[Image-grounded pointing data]
........

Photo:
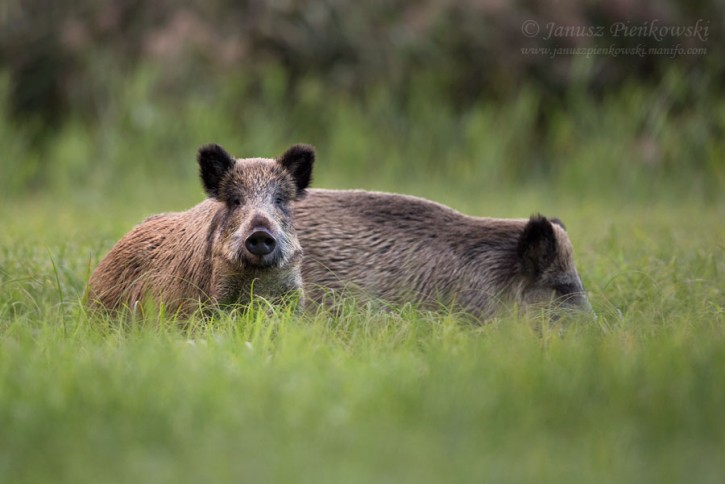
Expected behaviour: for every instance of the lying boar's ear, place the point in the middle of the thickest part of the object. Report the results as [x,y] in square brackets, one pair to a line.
[557,221]
[214,162]
[537,246]
[298,160]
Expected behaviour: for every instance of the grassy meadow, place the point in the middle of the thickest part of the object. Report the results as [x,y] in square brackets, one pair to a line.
[269,395]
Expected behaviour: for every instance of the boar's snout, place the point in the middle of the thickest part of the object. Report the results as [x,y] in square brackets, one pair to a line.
[260,242]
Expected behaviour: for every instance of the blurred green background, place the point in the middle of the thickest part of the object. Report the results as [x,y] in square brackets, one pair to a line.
[103,106]
[99,98]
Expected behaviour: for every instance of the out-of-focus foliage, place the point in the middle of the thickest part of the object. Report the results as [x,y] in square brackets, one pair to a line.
[408,92]
[58,52]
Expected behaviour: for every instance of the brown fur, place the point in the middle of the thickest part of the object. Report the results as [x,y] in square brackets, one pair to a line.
[405,249]
[187,258]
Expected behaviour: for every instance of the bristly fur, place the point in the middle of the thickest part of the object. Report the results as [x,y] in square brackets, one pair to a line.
[214,163]
[403,249]
[298,160]
[182,259]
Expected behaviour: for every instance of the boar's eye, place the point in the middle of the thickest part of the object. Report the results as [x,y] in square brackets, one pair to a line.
[566,289]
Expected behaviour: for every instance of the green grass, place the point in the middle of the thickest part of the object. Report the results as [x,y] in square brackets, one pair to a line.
[636,395]
[367,397]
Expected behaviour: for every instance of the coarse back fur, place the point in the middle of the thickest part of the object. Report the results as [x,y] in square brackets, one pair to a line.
[406,249]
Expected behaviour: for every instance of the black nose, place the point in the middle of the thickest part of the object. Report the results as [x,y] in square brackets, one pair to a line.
[260,243]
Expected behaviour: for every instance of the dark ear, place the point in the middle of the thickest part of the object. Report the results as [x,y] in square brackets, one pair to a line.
[557,221]
[537,246]
[298,160]
[214,162]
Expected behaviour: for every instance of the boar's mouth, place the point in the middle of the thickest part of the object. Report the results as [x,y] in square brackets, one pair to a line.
[261,262]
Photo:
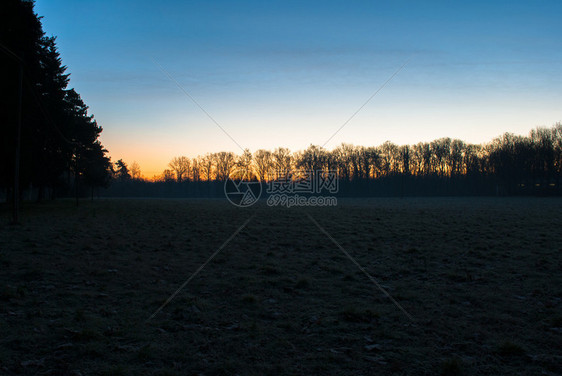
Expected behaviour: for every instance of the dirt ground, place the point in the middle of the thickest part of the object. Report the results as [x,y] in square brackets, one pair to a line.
[481,279]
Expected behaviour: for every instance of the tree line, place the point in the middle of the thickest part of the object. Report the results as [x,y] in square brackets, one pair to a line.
[49,140]
[509,164]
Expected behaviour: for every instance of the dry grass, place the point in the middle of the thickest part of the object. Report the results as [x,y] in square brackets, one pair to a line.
[481,277]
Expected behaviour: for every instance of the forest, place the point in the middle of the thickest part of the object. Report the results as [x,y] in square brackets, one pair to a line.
[50,143]
[50,146]
[508,165]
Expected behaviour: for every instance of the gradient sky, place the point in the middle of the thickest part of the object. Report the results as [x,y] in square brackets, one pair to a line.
[290,73]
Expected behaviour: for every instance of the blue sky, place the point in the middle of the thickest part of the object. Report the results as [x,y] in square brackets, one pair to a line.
[290,73]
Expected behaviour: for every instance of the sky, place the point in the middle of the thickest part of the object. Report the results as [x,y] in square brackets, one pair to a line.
[169,78]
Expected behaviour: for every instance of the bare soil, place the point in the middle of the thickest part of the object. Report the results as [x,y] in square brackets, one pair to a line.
[480,277]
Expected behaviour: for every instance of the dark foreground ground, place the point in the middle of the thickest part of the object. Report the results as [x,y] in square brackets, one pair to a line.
[481,278]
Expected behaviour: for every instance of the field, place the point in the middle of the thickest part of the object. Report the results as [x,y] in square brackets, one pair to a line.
[481,279]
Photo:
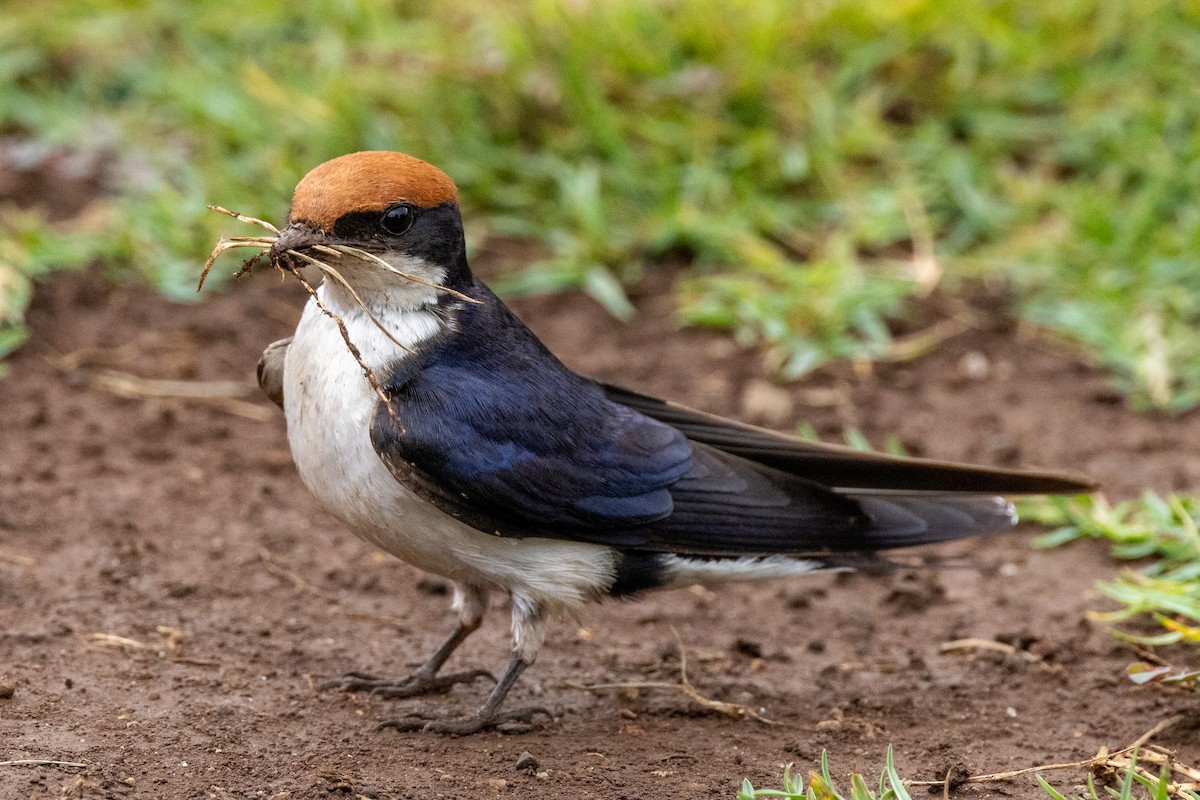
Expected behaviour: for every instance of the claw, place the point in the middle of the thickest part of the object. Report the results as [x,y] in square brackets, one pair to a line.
[511,721]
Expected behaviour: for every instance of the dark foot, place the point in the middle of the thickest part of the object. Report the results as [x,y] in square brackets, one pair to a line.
[417,684]
[513,721]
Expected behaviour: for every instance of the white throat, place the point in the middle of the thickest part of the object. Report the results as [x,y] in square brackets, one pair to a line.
[407,310]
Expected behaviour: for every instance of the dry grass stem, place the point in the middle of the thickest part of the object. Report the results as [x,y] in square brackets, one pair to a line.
[263,244]
[687,687]
[354,350]
[337,276]
[415,278]
[18,560]
[976,644]
[1103,761]
[222,395]
[243,217]
[280,571]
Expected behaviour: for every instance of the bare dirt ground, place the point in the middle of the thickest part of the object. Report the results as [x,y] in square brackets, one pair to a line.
[183,528]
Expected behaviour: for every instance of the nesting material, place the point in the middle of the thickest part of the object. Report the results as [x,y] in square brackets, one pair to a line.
[263,245]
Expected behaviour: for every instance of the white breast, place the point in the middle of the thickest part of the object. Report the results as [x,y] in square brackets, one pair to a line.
[329,405]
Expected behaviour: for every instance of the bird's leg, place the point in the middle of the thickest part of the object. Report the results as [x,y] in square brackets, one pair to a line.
[471,602]
[528,633]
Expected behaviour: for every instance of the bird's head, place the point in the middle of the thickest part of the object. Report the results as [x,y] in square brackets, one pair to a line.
[395,208]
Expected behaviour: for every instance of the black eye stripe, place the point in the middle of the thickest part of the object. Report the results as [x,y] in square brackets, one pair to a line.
[397,218]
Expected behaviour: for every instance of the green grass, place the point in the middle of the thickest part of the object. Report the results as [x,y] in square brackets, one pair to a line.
[1162,533]
[822,787]
[795,155]
[1134,786]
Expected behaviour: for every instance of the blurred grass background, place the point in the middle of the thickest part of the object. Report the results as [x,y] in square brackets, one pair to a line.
[815,164]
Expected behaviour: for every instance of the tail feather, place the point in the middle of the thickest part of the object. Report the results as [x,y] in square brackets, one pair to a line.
[907,519]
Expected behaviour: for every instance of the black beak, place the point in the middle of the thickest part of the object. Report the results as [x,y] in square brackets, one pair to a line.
[298,235]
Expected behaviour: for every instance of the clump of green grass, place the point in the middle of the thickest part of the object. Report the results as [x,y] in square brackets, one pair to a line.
[1161,530]
[814,164]
[822,787]
[1131,774]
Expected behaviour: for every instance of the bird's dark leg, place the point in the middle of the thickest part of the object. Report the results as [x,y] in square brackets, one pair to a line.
[528,626]
[471,602]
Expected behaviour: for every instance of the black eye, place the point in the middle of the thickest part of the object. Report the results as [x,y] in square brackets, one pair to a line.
[397,218]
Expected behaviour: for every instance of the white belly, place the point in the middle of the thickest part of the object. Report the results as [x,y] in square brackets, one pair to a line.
[329,405]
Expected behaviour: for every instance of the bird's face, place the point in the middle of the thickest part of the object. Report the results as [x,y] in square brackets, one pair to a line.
[395,208]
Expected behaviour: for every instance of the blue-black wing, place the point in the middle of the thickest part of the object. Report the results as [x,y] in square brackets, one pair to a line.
[495,431]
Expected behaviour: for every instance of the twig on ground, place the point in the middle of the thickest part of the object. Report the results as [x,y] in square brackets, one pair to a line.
[222,395]
[19,560]
[280,571]
[684,686]
[1103,759]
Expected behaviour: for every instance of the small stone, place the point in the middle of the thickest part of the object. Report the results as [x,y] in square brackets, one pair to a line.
[766,402]
[975,366]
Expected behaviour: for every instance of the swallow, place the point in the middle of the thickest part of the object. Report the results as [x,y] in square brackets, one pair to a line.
[477,455]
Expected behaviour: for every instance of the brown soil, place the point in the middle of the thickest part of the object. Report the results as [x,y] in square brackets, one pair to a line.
[183,527]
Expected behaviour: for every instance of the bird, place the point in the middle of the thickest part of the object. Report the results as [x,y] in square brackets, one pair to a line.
[450,437]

........

=== Task goal ===
Print exactly the lines that run from the line containing "Expected behaviour: for every instance of the blue-black" to the end of the data, both ends included.

=== Reply ===
Expected behaviour: for every instance of the blue-black wing, place the point in the middle of the thickest part of the object. Report the results as [x,y] in square brackets, one pair to a line.
[495,431]
Expected behaviour: for every instance of the twig on ground, place the point in the middle of the thickest part of the object. Report the results as [x,y] in square brackets, one pair to a line.
[222,395]
[19,560]
[280,571]
[684,686]
[1103,759]
Expected behaviour: for every instance of the small stone, place the point in the middle of the thickest part of the object. Report the results as [x,y] in square brackets, one pair to a line.
[766,402]
[975,366]
Expected behaviour: for every instance of the swallow, place the point in the middle of the thickest part of the object. Report the results as [x,y] in square brackets, one pair to a line.
[477,455]
Expected behaviour: for every instance of the brown soil, place the point in the middle of the thickest part of the object. Report the results as [x,y] in square brackets, one pair to a line.
[183,527]
Expected behaviour: for every instance of the bird, place the point in the middle of the thickest part of the object. Report the results as [x,y] in square brackets, one pair to a line.
[450,437]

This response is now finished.